((

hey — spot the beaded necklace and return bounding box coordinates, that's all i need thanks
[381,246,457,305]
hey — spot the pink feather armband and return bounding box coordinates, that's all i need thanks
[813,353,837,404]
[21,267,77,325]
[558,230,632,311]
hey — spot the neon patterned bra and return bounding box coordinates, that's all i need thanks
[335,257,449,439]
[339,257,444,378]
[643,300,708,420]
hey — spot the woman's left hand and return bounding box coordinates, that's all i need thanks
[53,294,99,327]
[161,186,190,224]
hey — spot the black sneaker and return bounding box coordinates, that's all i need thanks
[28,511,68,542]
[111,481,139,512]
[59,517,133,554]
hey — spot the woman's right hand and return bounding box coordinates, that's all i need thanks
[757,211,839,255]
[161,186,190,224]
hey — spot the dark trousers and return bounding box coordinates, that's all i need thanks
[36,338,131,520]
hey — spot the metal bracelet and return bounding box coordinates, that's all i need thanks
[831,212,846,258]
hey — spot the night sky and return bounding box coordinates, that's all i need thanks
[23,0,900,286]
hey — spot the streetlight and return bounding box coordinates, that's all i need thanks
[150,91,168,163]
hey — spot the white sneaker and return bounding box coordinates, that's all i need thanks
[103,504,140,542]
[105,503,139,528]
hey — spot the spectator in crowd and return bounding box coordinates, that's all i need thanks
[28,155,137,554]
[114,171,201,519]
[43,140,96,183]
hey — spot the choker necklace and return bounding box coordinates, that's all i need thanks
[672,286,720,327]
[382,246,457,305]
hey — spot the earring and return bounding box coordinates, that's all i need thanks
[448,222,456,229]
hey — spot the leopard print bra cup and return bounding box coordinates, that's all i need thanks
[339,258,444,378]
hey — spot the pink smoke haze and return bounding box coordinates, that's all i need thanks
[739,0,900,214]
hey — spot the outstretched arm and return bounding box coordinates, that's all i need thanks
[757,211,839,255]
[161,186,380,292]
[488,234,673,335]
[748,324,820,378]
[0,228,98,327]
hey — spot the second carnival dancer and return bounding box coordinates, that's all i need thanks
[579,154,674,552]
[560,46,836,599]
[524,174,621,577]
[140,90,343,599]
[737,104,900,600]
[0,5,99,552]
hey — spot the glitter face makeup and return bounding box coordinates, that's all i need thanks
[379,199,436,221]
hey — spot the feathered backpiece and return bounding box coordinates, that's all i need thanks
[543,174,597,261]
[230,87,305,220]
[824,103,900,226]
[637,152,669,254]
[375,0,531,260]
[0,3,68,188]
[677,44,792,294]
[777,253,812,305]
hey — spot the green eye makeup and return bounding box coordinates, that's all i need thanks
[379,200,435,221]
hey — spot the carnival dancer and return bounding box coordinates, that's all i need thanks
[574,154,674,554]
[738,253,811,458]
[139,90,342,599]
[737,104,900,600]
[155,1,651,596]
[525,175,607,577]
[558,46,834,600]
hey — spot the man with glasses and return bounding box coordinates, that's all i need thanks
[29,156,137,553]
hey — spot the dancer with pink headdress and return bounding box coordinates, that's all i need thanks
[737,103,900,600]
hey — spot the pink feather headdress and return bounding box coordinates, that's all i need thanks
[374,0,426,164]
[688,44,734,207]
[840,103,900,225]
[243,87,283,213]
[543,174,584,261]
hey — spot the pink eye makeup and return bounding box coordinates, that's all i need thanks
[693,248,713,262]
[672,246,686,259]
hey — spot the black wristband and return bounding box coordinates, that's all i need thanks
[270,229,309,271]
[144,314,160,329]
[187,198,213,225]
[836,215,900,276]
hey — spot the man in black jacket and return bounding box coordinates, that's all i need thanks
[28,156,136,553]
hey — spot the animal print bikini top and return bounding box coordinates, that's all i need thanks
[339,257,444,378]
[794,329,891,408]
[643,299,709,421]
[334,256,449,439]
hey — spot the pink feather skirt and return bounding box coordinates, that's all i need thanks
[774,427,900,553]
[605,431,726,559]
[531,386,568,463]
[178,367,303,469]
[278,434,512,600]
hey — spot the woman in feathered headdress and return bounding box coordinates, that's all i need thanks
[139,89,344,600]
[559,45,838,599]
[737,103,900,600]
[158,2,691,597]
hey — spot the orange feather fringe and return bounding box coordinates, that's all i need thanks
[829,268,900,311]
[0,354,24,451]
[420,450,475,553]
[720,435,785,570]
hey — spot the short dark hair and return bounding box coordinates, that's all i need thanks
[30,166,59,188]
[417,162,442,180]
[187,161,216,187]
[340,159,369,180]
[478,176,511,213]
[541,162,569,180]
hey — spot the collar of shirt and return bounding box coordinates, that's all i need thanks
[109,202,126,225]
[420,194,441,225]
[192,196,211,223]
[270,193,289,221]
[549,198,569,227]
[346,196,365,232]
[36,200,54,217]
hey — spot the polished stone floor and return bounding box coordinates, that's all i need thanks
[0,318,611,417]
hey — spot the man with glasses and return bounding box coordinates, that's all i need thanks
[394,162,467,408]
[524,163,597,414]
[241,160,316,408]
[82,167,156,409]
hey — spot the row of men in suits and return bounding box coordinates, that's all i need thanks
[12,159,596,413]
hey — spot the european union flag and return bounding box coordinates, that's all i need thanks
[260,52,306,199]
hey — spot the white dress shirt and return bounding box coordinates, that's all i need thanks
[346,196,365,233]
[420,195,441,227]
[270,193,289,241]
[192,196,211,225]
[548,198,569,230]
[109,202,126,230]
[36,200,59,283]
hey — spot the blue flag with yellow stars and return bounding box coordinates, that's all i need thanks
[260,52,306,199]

))

Beginning with the first line and ending with the last, copy the material above exactly.

hey — spot the beaded necklace and return bounding box coordinates, that's all i need thanks
[381,246,457,305]
hey — spot the pink feather armband and return bounding box coordinates, that's all i need thanks
[813,353,837,404]
[21,267,77,325]
[558,230,632,311]
hey — spot the neon patterned bra and return bounding box coordinates, that's all i need thanks
[335,257,449,439]
[339,257,444,378]
[643,300,708,420]
hey — spot the woman's left hand and return bounding box coordinates, that's all i need thanks
[53,294,99,327]
[161,186,190,224]
hey — spot the black sneaker and return bounding box coordinates, that's all i need thanks
[28,511,68,542]
[111,481,139,512]
[59,517,133,554]
hey — spot the woman's right hand and return bounding box coordinates, that's all i need thanks
[757,211,839,255]
[161,186,190,224]
hey — spot the dark trousers and return bounding box coordinates, that's all i need thanks
[36,338,131,520]
hey — spot the metal bracelet and return bounding box coordinates, that's all i need thanks
[831,212,846,258]
hey — spot the night sky and return bounding box coordinates, that's all i need thanks
[23,0,900,286]
hey — spot the streetlight and return bounding box coordinates, that's all i need thanks
[150,91,168,163]
hey — spot the white sneaker and return bounding box coordinates, that's all i need thanks
[103,504,140,542]
[105,503,139,528]
hey — spot the spectator in crowd and return bounding box coordinates, that's all i need thanks
[28,155,137,554]
[114,171,201,519]
[43,140,96,183]
hey — spot the choker necklace and return bounding box coordinates, that's all i need thanks
[672,286,720,327]
[382,246,457,305]
hey — spot the earring and return bounding box coordinates, that's all i need thanks
[448,222,456,229]
hey — spot the leopard print bra cup and return bounding box coordinates, that's all i need thanks
[339,258,444,378]
hey — spot the pink smoke haze and return bounding box coordinates, that's all i need thanks
[739,0,900,214]
hey — spot the outstretched arm and return bounding box coordinates, that's all i need thanks
[757,211,839,255]
[161,186,380,292]
[488,234,673,335]
[748,324,820,378]
[0,228,98,327]
hey — spot the second carnival dancer and return bounding box coordinates, that's all i need thanks
[579,154,674,552]
[560,46,836,599]
[524,174,621,577]
[140,90,343,599]
[737,104,900,600]
[0,5,99,552]
hey — spot the glitter face makeup and return bounding box coordinates, that's all i need thanks
[379,199,436,221]
hey — spot the feathered backpiece and return bounding box coordinates, that's all i need thanks
[543,174,597,261]
[230,87,305,220]
[824,103,900,226]
[637,152,669,254]
[375,0,531,260]
[0,3,68,188]
[677,44,792,294]
[777,253,812,305]
hey — spot the green eye makeup and return bounding box coordinates, that's all i need thanks
[379,200,435,221]
hey — spot the carnival dancer and return bounding box coordinates, that's all i need thanks
[574,154,674,554]
[738,253,811,458]
[139,90,342,599]
[737,104,900,600]
[155,1,651,596]
[525,175,607,577]
[558,46,834,600]
hey — spot the man with glasses and return bounding box coordinates, that's all i need thanks
[29,156,137,553]
hey — spot the dancer with pink headdress and return bounding box coordinates, that's all i need thanks
[737,103,900,600]
hey — spot the pink feather headdress and return bounding box coordinates, that's all i need thanks
[374,0,426,164]
[688,44,734,207]
[840,103,900,225]
[243,87,283,213]
[543,174,584,261]
hey — spot the pink eye makeup and return bounding box coordinates, that's all i need thanks
[693,248,713,262]
[672,246,686,259]
hey — spot the black wristband and return bounding box coordinates, that's all i need thanks
[270,229,309,271]
[144,314,160,329]
[187,198,213,225]
[836,215,900,276]
hey — spot the man in black jacket and return bounding box coordinates, that's all i need thanks
[28,156,136,553]
hey — spot the animal print bikini top and return bounding box coordinates, that's all i need thanks
[339,257,444,378]
[794,329,891,408]
[643,299,709,421]
[334,256,449,439]
hey — spot the pink feather skirt and return bounding box coordinates, that's all i need thanks
[774,427,900,553]
[605,431,726,559]
[531,386,568,463]
[178,367,303,469]
[278,434,512,600]
hey — spot the woman in feathered headdress and return bounding box coordinates, that's all i need thanks
[139,89,344,600]
[559,45,838,599]
[737,103,900,600]
[158,2,691,597]
hey — spot the orange feather fringe and return bounding box coordinates, that's all i need thanks
[829,268,900,311]
[0,354,24,451]
[420,450,475,553]
[720,435,785,570]
hey — spot the short dark hair and return bounding box coordinates, that's all i need thanks
[30,166,59,188]
[417,162,442,180]
[187,161,216,187]
[340,159,369,180]
[478,176,511,213]
[541,162,569,180]
hey — spot the collar of shirt and return bounding box coordinates, that's all i need thanks
[109,202,126,225]
[420,194,441,225]
[192,196,211,223]
[270,193,289,221]
[549,198,569,227]
[346,196,365,232]
[36,200,54,217]
hey — spot the polished stone floor and return bounding box coordinates, that's all i need thanks
[0,318,611,417]
hey — spot the man with glasses and return bounding box coordinates, that's all i need thanks
[394,162,467,408]
[524,163,597,414]
[241,160,316,408]
[82,167,156,409]
hey — spot the row of men in suits and return bounding box coordinates, that's all i need thanks
[12,159,596,413]
hey — spot the european union flag and return bounding box coordinates, that's all i need thanks
[260,52,306,199]
hey — spot the white dress shirt and return bounding box coordinates, that's all i need thanks
[346,196,365,233]
[420,195,441,227]
[270,193,289,241]
[192,196,211,225]
[548,198,569,230]
[109,202,126,230]
[36,200,59,283]
hey — spot the blue flag with yellow stars and return bounding box coordinates, that's all i need thanks
[260,52,306,199]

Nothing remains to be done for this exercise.